> _Directions for this task_
The expected answer is the data below, printed verbatim without its pictures.

- - - - - - -

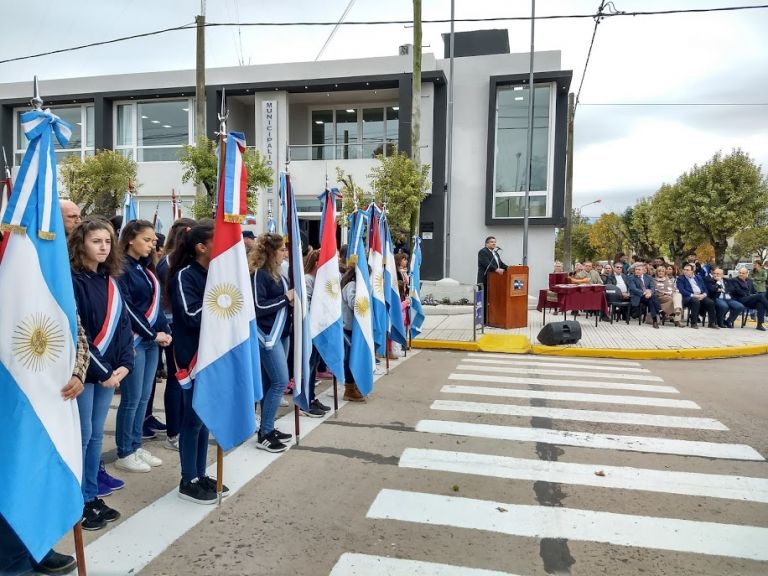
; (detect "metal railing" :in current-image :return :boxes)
[287,142,398,162]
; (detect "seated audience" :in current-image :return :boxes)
[605,263,631,319]
[653,265,683,327]
[705,268,744,328]
[676,263,717,329]
[570,262,590,284]
[730,266,768,331]
[600,263,613,283]
[628,263,660,328]
[553,261,565,274]
[583,261,602,284]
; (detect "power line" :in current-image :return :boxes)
[1,4,767,66]
[574,1,609,115]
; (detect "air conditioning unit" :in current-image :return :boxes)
[399,44,412,56]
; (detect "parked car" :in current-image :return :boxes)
[727,262,753,278]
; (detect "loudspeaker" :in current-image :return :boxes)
[537,321,582,346]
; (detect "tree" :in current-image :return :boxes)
[336,167,373,225]
[675,149,768,264]
[369,152,431,238]
[178,136,273,219]
[623,198,661,260]
[649,183,690,265]
[588,212,626,260]
[732,226,768,262]
[60,150,137,217]
[555,212,595,265]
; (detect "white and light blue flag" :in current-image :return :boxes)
[367,204,387,355]
[348,210,375,394]
[382,216,407,346]
[0,108,82,562]
[409,236,425,338]
[120,189,137,237]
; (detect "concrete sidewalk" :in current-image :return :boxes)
[415,307,768,359]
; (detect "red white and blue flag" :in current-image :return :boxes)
[309,189,345,382]
[193,131,263,451]
[0,108,82,561]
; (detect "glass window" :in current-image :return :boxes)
[386,106,399,156]
[492,83,552,219]
[14,104,94,165]
[311,110,334,160]
[138,100,188,148]
[335,108,359,160]
[52,107,82,150]
[116,104,133,147]
[362,108,384,158]
[86,106,95,148]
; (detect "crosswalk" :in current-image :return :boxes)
[328,352,768,574]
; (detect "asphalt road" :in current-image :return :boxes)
[62,351,768,576]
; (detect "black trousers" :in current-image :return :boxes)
[688,296,716,325]
[738,294,768,324]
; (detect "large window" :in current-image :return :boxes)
[115,99,192,162]
[492,83,552,218]
[307,106,398,161]
[14,104,94,165]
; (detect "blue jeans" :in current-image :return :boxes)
[179,385,209,482]
[259,337,289,437]
[77,382,116,502]
[162,341,184,438]
[116,340,159,458]
[0,514,32,575]
[714,298,744,325]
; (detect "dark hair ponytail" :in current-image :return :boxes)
[165,222,214,303]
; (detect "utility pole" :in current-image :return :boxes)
[563,92,575,270]
[444,0,455,279]
[522,0,535,266]
[195,3,206,143]
[410,0,422,245]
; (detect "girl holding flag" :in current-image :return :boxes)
[167,222,229,504]
[69,218,134,531]
[116,220,172,473]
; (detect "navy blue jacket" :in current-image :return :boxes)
[676,274,708,306]
[729,277,760,303]
[169,262,206,369]
[118,255,170,342]
[627,274,655,307]
[253,268,290,339]
[72,270,134,383]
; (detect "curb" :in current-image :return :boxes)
[411,334,768,360]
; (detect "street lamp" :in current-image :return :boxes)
[577,199,602,215]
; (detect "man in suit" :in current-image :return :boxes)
[705,267,744,328]
[477,236,507,323]
[605,262,631,321]
[676,263,716,329]
[627,263,660,328]
[729,266,768,331]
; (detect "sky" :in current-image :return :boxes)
[1,0,766,218]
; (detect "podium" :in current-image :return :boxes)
[487,266,529,329]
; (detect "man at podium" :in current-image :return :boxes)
[477,236,508,323]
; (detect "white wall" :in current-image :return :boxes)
[439,51,562,295]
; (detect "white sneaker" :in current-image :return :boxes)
[279,397,289,407]
[136,447,162,467]
[115,453,150,473]
[164,435,179,451]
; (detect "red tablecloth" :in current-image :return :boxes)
[537,284,609,316]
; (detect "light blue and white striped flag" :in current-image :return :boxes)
[409,236,425,338]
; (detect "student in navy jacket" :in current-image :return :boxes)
[676,263,716,329]
[249,233,295,453]
[166,222,229,503]
[115,220,172,474]
[68,218,134,531]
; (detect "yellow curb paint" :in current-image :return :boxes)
[411,339,480,352]
[477,334,531,354]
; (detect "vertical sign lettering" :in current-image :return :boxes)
[261,100,278,197]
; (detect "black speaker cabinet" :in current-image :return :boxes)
[537,321,582,346]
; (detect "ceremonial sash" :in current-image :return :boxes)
[93,277,124,355]
[257,276,289,350]
[174,351,198,390]
[133,266,161,345]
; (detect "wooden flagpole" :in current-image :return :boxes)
[215,90,228,506]
[73,523,86,576]
[216,446,224,506]
[284,173,301,445]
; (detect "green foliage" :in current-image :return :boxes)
[649,183,690,265]
[369,152,431,239]
[732,226,768,262]
[178,137,273,218]
[555,212,595,264]
[674,149,768,264]
[59,150,137,217]
[588,212,627,260]
[623,198,661,260]
[336,167,373,225]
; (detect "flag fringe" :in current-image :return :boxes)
[0,224,26,236]
[347,254,358,267]
[38,230,55,240]
[223,214,246,224]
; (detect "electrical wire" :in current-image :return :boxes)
[1,4,767,66]
[574,1,608,115]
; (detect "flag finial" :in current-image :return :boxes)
[218,88,228,136]
[30,76,43,111]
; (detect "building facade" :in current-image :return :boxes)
[0,36,571,295]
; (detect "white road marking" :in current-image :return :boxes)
[415,420,765,461]
[448,372,678,394]
[399,448,768,503]
[461,357,651,373]
[431,399,728,431]
[367,489,768,561]
[329,553,524,576]
[456,364,664,382]
[468,353,641,367]
[441,384,700,410]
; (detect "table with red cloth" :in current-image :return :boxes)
[537,284,609,324]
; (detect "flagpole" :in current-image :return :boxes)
[72,523,86,576]
[284,172,302,446]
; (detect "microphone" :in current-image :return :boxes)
[495,247,503,253]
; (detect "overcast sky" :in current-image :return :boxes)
[1,0,766,217]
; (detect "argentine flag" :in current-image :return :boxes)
[367,204,387,355]
[309,189,345,382]
[348,211,375,395]
[193,132,263,452]
[283,173,312,411]
[409,236,426,338]
[382,216,407,346]
[0,109,83,561]
[120,189,137,236]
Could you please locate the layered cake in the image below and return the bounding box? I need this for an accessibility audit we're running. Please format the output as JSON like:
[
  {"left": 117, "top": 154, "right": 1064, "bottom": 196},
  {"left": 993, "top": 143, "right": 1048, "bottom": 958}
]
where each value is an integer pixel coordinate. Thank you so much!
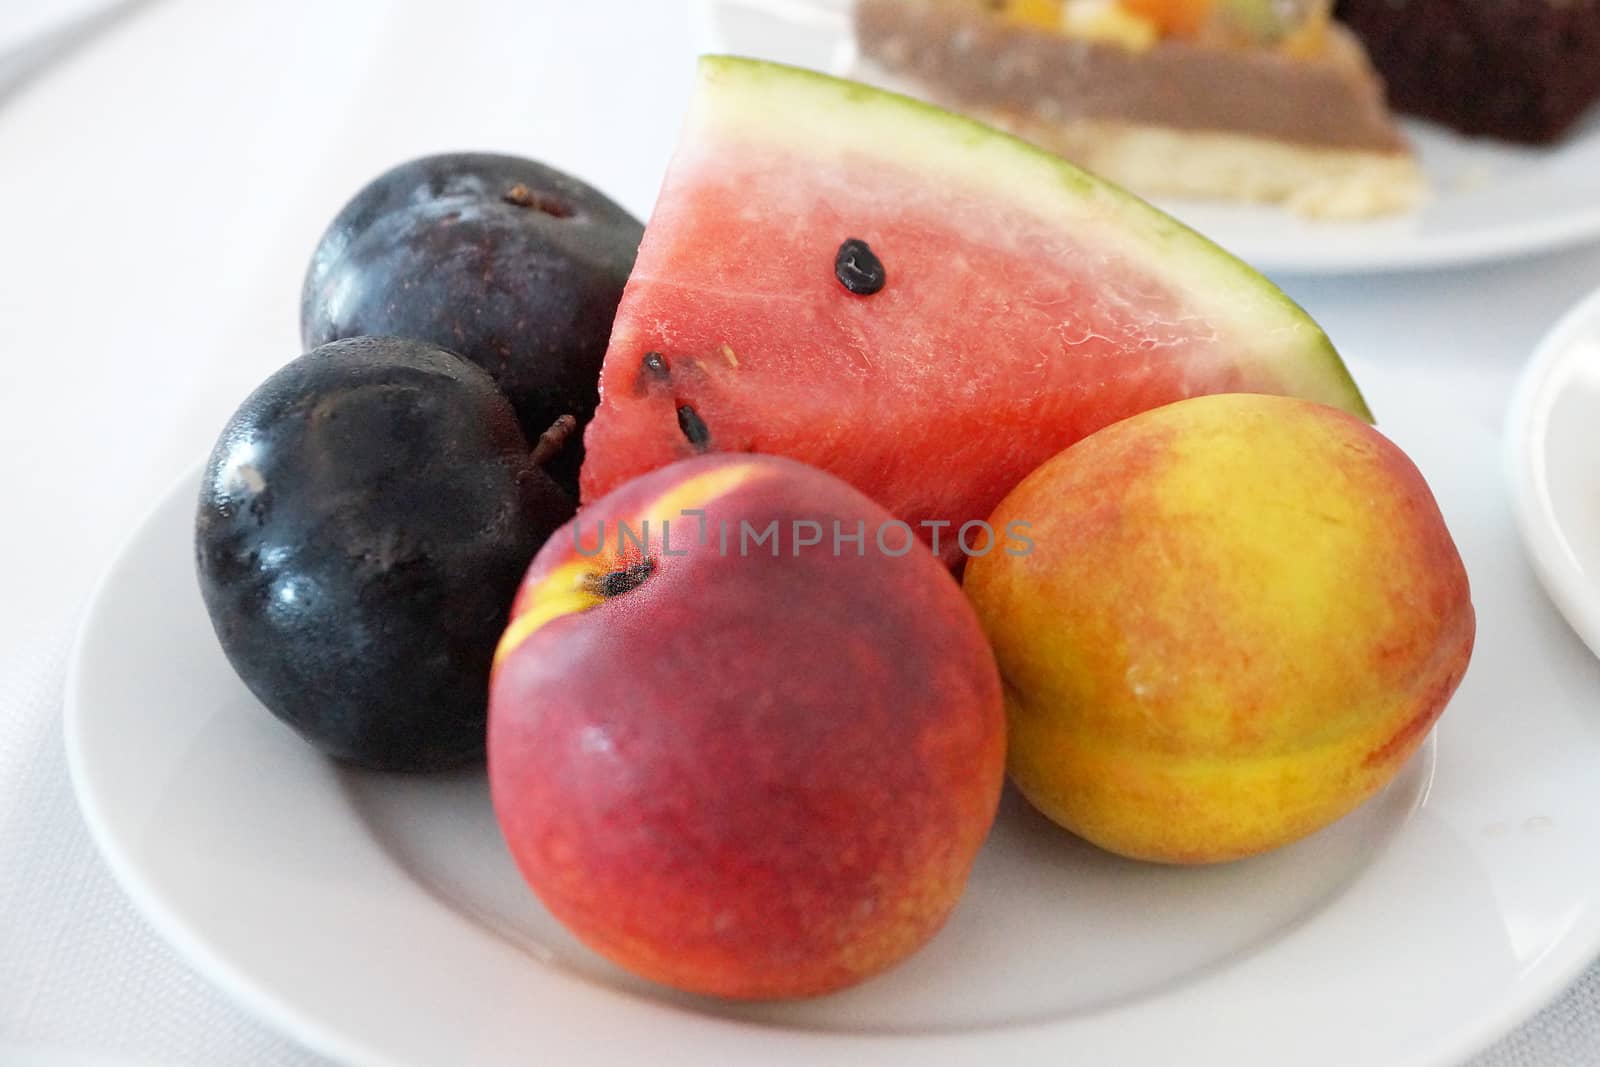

- - - - - - -

> _Answer box_
; (detect "metal railing" :in current-image :return :boxes)
[287,142,398,162]
; (detect "seated audience" :in current-image :return :boxes)
[605,263,631,319]
[653,265,683,327]
[705,268,744,328]
[676,263,717,329]
[570,262,590,284]
[730,266,768,331]
[600,263,613,283]
[628,263,660,328]
[553,261,565,274]
[583,261,602,284]
; (detect "power line" :in current-image :return :boxes)
[1,4,767,66]
[574,1,609,115]
; (detect "air conditioning unit" :in current-image :return :boxes)
[399,44,412,56]
; (detect "parked car" :in current-image :return :boxes)
[727,262,753,278]
; (detect "loudspeaker" :in current-image :return :boxes)
[537,321,582,346]
; (detect "tree" :in current-image :return :boxes)
[336,167,373,225]
[675,149,768,264]
[369,152,431,238]
[178,136,273,219]
[623,198,661,260]
[649,183,690,265]
[588,212,626,260]
[732,226,768,262]
[60,150,137,217]
[555,212,595,265]
; (detect "white and light blue flag" :in current-image :return :boxes)
[367,204,387,355]
[348,210,375,394]
[382,216,407,346]
[0,108,82,562]
[409,236,425,338]
[120,189,137,237]
; (detect "concrete sidewalk" :in current-image :return :boxes)
[415,307,768,359]
; (detect "red white and blue flag" :in current-image :return :boxes)
[309,189,345,382]
[193,131,263,451]
[0,108,82,561]
; (detect "glass window" :in current-image :return :boxes)
[386,106,399,156]
[492,83,552,219]
[14,104,94,165]
[311,110,334,160]
[138,100,188,148]
[335,108,359,160]
[52,107,82,150]
[116,104,133,147]
[362,108,384,158]
[86,106,95,148]
; (detect "crosswalk" :in current-image :return :boxes)
[328,352,768,574]
; (detect "asphalt road" :in current-image :return :boxes)
[62,351,768,576]
; (detect "black trousers" :in current-image :return :boxes)
[688,296,716,325]
[738,294,768,324]
; (detect "large window" :in current-image :return :boxes)
[115,99,192,162]
[492,83,552,218]
[307,106,398,161]
[14,104,94,165]
; (detect "blue jeans" :in current-image :return :boxes)
[179,385,209,482]
[259,337,289,437]
[77,382,116,502]
[162,341,184,438]
[116,340,159,458]
[0,514,32,575]
[714,298,744,325]
; (detect "dark hair ponytail" :in current-image :return :boxes)
[165,222,214,303]
; (detect "utility pole" :in current-image :return :boxes)
[563,92,575,270]
[444,0,455,279]
[522,0,535,266]
[195,3,206,143]
[410,0,422,245]
; (detect "girl holding flag" :in current-image :return :boxes)
[167,222,229,504]
[69,218,134,531]
[116,220,172,473]
; (detect "navy blue jacket" :in current-image :return :boxes)
[676,274,708,306]
[729,277,760,303]
[169,262,206,369]
[118,255,170,342]
[627,274,655,307]
[253,268,290,339]
[72,270,134,383]
; (detect "curb" :in current-image :return :boxes)
[411,334,768,360]
; (detect "street lamp" :in current-image :return :boxes)
[577,199,602,215]
; (detect "man in suit" :in current-image :return :boxes)
[705,267,744,328]
[477,236,507,323]
[605,262,631,321]
[676,263,716,329]
[627,263,660,328]
[729,266,768,331]
; (detect "sky" :in current-image :return :boxes)
[1,0,766,218]
; (detect "podium" :in current-image :return :boxes)
[487,266,529,329]
; (detect "man at podium" :in current-image :return :boxes)
[477,236,508,323]
; (detect "white wall" :in current-image :return :boxes)
[439,51,562,295]
; (detect "white sneaker" :in current-image :return :boxes)
[279,397,289,407]
[136,447,162,467]
[115,453,150,473]
[164,435,179,451]
; (detect "red tablecloth" :in current-image :return :boxes)
[537,284,609,316]
; (detect "light blue and white striped flag" :in current-image :return :boxes)
[409,236,425,338]
; (detect "student in navy jacket" :in current-image :return :boxes)
[676,263,716,329]
[249,233,295,453]
[166,222,229,503]
[115,220,172,474]
[68,218,134,531]
; (detect "yellow curb paint" :in current-image :return :boxes)
[411,339,480,352]
[477,334,531,354]
; (detect "vertical sign lettering" :in current-image :return :boxes)
[261,100,278,197]
; (detect "black speaker cabinet" :in current-image :return :boxes)
[537,321,582,346]
; (detect "ceremonial sash" :in current-image :return :boxes)
[93,277,124,355]
[257,276,289,350]
[174,351,198,390]
[133,266,161,345]
; (detect "wooden flagpole" :in current-image :return :boxes)
[215,90,228,506]
[73,523,86,576]
[216,446,224,506]
[284,173,301,445]
; (detect "green foliage" :in current-image :return :boxes)
[649,183,690,265]
[369,152,431,239]
[732,226,768,262]
[178,137,273,218]
[555,212,595,264]
[674,149,768,264]
[59,150,137,217]
[588,212,627,260]
[623,198,661,260]
[336,167,373,225]
; (detect "flag fringe" :in current-image :return :boxes)
[0,224,26,236]
[347,254,358,267]
[38,230,55,240]
[223,214,246,224]
; (detect "electrical wire" :in current-image :return :boxes)
[1,4,767,66]
[574,1,608,115]
; (detect "flag finial" :in current-image :return :boxes)
[218,88,228,136]
[30,76,43,111]
; (detect "building facade" :in current-image :return :boxes)
[0,36,571,295]
; (detect "white road marking" :in current-image :return :boxes)
[415,420,765,461]
[448,372,678,394]
[399,448,768,503]
[461,357,651,373]
[431,399,728,431]
[367,489,768,561]
[329,553,524,576]
[456,364,664,382]
[468,353,641,367]
[441,384,700,410]
; (detect "table with red cloth" :in current-image :return :boxes)
[537,284,609,324]
; (detect "flagpole" :in current-image :return :boxes)
[72,523,86,576]
[284,172,302,446]
; (detect "microphone" :in current-image :return :boxes)
[495,247,503,253]
; (detect "overcast sky" :in current-image :return :boxes)
[1,0,766,217]
; (detect "argentine flag" :in current-image :return :boxes)
[367,204,387,355]
[309,189,345,382]
[348,211,375,395]
[193,132,263,452]
[283,173,312,411]
[409,236,426,338]
[382,216,407,346]
[0,109,83,561]
[120,189,137,236]
Could you please locate the layered cake in the image below and return the bounding box? I need this for an accessibility audit we're running. Please format the output as JSON like:
[
  {"left": 117, "top": 154, "right": 1064, "bottom": 196},
  {"left": 993, "top": 143, "right": 1048, "bottom": 958}
]
where each value is an integer pixel coordinate. Thank you so much!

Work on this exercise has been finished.